Set task =
Write out each record again exactly as it stands.

::: Material supplied

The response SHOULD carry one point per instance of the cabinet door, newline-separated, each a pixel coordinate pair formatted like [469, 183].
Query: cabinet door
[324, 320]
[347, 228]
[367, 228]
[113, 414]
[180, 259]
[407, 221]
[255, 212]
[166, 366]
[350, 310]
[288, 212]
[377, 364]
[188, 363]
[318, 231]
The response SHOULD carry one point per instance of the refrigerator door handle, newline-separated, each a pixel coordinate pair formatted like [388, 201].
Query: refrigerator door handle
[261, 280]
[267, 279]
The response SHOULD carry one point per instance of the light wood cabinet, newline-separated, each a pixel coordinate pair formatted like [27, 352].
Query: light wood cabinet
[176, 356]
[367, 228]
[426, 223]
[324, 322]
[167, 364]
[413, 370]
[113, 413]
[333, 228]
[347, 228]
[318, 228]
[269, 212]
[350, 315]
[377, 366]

::::::

Complete response =
The response SHOULD carry one point per instance of the cabinet door, newline-separated, each a pixel coordinate pair formatted like [469, 183].
Query: cabinet door
[324, 320]
[347, 228]
[367, 228]
[113, 414]
[180, 259]
[407, 221]
[255, 212]
[166, 366]
[350, 310]
[288, 212]
[377, 364]
[188, 363]
[318, 231]
The response SHOULD carry one point per instance of the refrigerator door handle, newline-separated, each a pixel coordinate pair formatted like [388, 201].
Query: refrigerator door handle
[261, 280]
[267, 279]
The response SHOULD carry one point per instance of the light wood cabinet, newline-separated, each a pixel coordinate pair formatted like [27, 352].
Query: light wood cabinet
[176, 356]
[367, 228]
[426, 223]
[324, 322]
[167, 364]
[413, 370]
[113, 413]
[333, 228]
[347, 228]
[318, 228]
[269, 212]
[350, 315]
[377, 366]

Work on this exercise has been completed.